The problem:
Report every line of the items below that contains the word "striped", copying each line in full.

Information provided:

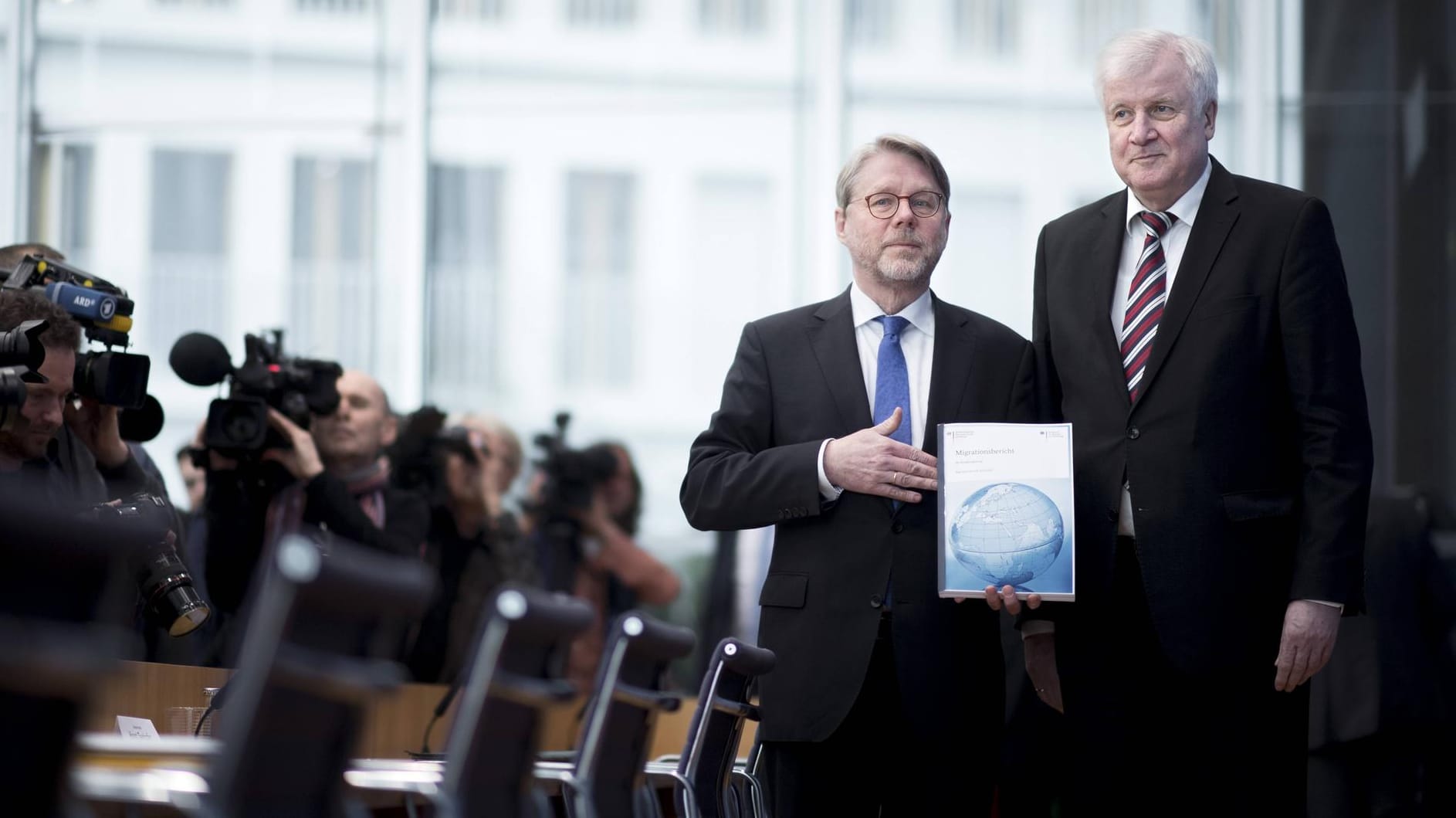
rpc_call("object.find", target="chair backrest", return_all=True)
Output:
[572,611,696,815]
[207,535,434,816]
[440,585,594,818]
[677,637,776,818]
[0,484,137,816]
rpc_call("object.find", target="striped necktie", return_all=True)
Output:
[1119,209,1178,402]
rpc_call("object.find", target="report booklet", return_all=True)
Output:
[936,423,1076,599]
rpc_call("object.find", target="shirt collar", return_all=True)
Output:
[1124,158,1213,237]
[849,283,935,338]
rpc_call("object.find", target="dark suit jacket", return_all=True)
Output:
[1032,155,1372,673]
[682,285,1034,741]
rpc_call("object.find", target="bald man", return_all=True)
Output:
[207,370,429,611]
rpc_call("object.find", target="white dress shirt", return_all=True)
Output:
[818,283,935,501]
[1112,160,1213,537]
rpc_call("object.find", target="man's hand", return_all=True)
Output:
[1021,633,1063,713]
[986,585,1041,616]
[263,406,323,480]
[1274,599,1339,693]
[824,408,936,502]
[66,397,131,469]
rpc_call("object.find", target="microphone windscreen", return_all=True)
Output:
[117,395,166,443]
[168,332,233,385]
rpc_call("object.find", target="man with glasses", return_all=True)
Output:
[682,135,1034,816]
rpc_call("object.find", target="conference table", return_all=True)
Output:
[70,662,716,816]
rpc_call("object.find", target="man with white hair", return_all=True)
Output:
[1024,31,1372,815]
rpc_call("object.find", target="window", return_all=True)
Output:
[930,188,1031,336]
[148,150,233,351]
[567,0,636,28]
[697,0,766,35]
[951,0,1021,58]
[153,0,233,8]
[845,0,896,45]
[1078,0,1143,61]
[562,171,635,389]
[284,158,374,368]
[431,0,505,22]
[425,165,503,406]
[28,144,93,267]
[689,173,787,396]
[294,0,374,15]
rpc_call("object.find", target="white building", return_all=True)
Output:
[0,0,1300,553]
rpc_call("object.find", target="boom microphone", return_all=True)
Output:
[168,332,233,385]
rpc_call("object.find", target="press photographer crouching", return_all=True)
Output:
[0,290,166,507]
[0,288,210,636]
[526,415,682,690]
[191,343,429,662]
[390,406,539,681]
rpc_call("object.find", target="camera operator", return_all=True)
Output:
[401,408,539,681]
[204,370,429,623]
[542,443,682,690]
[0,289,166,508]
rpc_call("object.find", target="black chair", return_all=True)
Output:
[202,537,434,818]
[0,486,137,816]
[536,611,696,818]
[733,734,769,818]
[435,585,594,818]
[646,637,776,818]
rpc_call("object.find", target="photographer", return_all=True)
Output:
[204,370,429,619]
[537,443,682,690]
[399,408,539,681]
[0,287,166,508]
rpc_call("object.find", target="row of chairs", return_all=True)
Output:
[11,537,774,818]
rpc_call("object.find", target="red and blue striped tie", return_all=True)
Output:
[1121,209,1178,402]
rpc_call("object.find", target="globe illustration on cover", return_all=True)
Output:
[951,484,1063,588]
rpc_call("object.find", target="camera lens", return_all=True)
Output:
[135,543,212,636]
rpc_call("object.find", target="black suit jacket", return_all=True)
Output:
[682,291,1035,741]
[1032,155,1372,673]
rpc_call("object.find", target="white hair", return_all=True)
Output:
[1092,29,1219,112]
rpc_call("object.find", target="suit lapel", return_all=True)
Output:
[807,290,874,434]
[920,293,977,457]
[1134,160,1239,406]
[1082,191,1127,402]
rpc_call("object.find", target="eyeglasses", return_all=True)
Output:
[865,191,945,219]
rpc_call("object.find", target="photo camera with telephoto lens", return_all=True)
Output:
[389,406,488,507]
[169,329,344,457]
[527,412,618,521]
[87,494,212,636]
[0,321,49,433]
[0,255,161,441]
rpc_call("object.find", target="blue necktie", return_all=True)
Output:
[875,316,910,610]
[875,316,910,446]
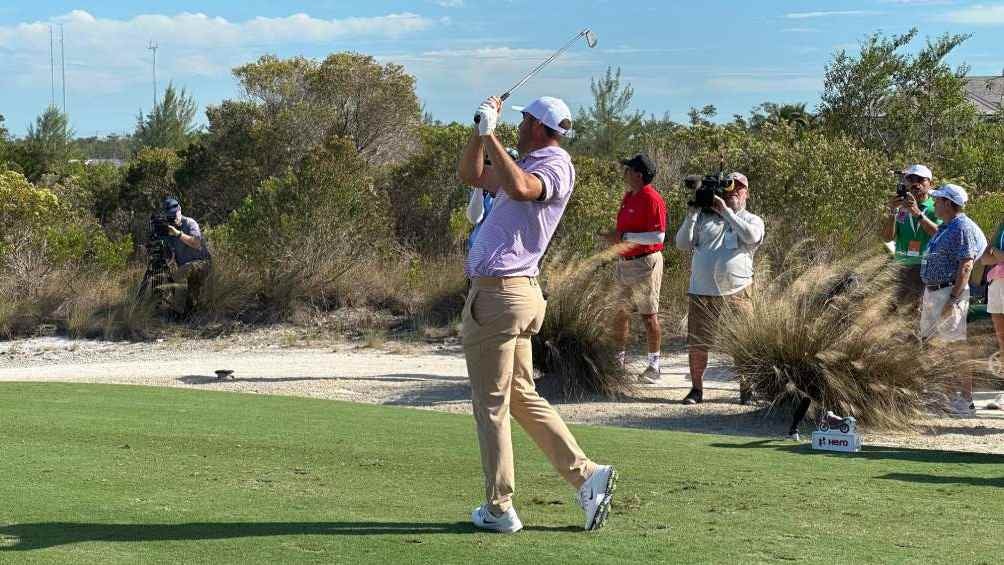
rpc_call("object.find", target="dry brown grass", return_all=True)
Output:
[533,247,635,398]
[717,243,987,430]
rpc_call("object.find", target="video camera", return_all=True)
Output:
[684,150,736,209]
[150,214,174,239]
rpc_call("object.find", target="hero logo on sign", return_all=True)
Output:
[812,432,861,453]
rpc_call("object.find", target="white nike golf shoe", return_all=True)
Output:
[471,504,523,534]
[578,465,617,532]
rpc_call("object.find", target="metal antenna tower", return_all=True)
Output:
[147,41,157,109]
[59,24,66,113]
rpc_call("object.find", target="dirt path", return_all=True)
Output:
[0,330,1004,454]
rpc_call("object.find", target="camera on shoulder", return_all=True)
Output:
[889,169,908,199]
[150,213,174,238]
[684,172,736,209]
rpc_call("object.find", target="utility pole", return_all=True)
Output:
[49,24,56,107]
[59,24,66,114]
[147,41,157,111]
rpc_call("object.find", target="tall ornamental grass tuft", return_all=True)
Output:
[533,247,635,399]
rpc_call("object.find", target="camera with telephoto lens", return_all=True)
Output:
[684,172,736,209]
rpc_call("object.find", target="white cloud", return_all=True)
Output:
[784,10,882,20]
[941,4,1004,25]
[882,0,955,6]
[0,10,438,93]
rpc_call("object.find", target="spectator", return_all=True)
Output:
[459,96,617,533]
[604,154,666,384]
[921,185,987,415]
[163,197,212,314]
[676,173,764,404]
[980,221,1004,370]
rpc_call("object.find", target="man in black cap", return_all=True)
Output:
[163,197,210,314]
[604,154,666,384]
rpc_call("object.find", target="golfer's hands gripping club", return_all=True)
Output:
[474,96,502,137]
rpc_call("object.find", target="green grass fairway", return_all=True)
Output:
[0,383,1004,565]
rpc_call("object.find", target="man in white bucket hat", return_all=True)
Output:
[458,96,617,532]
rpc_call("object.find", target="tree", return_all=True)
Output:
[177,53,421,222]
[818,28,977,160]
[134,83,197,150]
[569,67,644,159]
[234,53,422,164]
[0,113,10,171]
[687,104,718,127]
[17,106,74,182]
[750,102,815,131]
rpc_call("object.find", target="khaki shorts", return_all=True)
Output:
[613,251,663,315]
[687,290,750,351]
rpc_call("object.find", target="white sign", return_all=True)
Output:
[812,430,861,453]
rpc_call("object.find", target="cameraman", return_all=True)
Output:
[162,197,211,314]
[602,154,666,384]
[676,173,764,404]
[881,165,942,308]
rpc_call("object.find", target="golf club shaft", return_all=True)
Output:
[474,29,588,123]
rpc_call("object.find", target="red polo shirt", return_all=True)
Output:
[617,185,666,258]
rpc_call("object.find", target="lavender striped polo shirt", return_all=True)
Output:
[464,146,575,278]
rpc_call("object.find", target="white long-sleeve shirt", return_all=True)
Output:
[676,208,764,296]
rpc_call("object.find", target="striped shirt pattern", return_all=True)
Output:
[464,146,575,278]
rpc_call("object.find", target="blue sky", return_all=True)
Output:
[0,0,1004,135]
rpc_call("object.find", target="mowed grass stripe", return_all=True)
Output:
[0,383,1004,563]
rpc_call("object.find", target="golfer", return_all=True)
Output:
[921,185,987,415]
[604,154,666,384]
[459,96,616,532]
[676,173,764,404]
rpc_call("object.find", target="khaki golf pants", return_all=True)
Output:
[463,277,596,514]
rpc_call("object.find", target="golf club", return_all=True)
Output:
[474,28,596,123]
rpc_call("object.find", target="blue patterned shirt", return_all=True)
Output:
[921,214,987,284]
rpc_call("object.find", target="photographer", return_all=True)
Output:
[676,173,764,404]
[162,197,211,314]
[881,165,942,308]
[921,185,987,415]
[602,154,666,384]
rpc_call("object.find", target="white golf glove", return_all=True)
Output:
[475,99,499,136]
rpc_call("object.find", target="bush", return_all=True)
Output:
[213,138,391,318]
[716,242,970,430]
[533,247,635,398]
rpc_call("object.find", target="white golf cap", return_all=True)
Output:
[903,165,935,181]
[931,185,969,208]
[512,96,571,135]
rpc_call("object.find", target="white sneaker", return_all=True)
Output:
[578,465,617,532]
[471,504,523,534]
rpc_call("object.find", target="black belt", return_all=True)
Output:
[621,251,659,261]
...
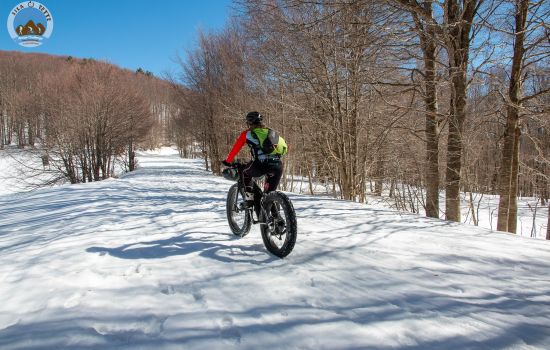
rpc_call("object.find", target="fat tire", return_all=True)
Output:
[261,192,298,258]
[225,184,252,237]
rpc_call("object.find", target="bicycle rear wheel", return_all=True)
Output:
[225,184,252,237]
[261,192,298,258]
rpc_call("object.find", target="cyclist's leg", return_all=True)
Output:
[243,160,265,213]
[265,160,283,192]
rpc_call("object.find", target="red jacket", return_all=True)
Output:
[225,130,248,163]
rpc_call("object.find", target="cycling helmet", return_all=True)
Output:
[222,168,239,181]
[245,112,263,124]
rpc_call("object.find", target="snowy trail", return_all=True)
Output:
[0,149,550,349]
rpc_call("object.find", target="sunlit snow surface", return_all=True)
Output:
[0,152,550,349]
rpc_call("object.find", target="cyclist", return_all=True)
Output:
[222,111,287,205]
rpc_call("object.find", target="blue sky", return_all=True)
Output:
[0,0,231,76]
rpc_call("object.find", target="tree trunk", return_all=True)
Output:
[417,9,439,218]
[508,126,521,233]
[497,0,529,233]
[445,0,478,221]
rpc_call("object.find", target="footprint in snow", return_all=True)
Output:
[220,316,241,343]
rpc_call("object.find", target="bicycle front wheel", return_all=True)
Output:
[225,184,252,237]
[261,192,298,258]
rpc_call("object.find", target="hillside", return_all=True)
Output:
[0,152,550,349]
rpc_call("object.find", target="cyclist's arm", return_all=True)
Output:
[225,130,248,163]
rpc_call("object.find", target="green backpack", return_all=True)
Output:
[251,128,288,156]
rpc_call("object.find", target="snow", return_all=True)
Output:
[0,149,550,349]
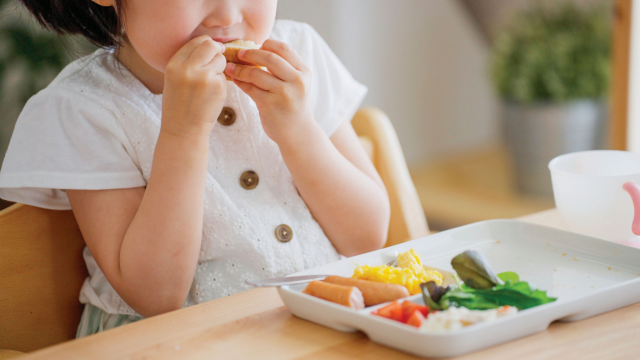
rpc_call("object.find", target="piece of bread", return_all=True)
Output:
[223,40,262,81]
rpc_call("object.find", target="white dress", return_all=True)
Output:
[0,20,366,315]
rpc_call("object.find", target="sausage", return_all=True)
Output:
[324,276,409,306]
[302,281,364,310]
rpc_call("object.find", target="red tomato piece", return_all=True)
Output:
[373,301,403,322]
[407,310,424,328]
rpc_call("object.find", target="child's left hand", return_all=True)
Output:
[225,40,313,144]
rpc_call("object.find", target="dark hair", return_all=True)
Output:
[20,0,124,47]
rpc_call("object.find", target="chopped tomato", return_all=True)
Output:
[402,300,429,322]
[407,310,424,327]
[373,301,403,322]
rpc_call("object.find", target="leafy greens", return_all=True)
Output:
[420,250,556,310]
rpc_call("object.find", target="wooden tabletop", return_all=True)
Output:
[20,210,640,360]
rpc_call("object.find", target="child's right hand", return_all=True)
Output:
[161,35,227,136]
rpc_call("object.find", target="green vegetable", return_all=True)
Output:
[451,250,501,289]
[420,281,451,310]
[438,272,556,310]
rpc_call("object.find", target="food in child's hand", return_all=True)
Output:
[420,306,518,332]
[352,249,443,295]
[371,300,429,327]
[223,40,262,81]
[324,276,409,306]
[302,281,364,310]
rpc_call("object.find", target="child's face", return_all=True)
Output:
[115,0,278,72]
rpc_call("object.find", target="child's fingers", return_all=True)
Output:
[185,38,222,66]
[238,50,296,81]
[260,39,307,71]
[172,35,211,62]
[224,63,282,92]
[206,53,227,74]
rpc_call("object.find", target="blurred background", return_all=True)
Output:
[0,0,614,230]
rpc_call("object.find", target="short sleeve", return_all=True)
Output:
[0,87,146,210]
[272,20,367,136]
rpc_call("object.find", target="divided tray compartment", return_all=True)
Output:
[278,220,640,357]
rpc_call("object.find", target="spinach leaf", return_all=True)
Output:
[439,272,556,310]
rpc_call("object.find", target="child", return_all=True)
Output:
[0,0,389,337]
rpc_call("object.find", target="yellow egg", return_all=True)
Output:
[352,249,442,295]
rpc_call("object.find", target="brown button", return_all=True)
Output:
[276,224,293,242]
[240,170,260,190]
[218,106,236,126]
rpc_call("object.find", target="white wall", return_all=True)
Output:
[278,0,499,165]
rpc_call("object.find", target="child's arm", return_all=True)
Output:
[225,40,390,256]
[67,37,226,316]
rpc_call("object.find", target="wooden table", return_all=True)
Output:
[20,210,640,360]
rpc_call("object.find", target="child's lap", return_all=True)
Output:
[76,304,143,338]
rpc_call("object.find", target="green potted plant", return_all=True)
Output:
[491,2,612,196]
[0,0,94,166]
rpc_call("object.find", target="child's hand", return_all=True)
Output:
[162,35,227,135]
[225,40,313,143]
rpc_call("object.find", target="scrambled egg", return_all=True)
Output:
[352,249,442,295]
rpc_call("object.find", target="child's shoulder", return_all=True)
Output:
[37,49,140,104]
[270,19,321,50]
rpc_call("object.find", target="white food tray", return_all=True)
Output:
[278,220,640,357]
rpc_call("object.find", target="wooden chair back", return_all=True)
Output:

Result for this task:
rpc_call("object.find", target="striped necktie", return_all=True)
rpc_call("object.find", target="red and blue striped tie", return_all=True)
rpc_call("object.find", target="lavender striped polo shirt", return_all=True)
rpc_call("object.find", target="striped shirt pattern", return_all=True)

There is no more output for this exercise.